Task instructions | Reproduce the lines below verbatim, starting with the line that contains "One point per instance, each like (54, 312)." and continuing through the last line, both ends included.

— START Listed entries —

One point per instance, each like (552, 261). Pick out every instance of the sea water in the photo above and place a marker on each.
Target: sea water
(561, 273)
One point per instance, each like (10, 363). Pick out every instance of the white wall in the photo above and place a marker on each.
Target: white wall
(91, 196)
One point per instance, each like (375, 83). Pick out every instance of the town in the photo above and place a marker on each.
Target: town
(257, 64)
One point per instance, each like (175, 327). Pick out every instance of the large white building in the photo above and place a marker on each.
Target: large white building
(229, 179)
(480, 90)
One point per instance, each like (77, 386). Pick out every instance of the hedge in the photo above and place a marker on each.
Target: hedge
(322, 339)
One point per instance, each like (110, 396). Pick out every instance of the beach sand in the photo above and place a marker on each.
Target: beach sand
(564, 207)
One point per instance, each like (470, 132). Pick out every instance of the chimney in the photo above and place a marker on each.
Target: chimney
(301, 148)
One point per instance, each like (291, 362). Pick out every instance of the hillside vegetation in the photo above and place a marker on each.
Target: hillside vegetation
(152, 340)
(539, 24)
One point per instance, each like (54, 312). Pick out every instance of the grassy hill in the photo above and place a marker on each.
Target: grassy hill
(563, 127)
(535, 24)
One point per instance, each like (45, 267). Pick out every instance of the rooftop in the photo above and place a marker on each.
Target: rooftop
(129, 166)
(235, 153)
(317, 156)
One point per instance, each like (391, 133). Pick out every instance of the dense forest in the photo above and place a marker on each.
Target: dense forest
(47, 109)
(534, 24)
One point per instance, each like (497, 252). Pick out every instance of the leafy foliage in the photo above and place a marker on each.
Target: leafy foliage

— END Listed entries —

Result for this task |
One point per instance, each like (54, 312). Pick out every instance of the grassy hill in the photo above and place a marker on each.
Target: grassy hill
(563, 127)
(535, 24)
One point per instance, each like (45, 267). Pick out every instance of the rooftop in the photo above and place a marker on each.
Target: rooftop
(129, 166)
(235, 153)
(317, 156)
One point per instance, each like (391, 133). Pick out every instance of the dense forest in the photo above and place a marker on each.
Target: dense forest
(47, 109)
(534, 24)
One point per instance, each like (497, 252). Pick out every instance of the leafy foliage in the photo above and place a marker on each.
Target: leafy foliage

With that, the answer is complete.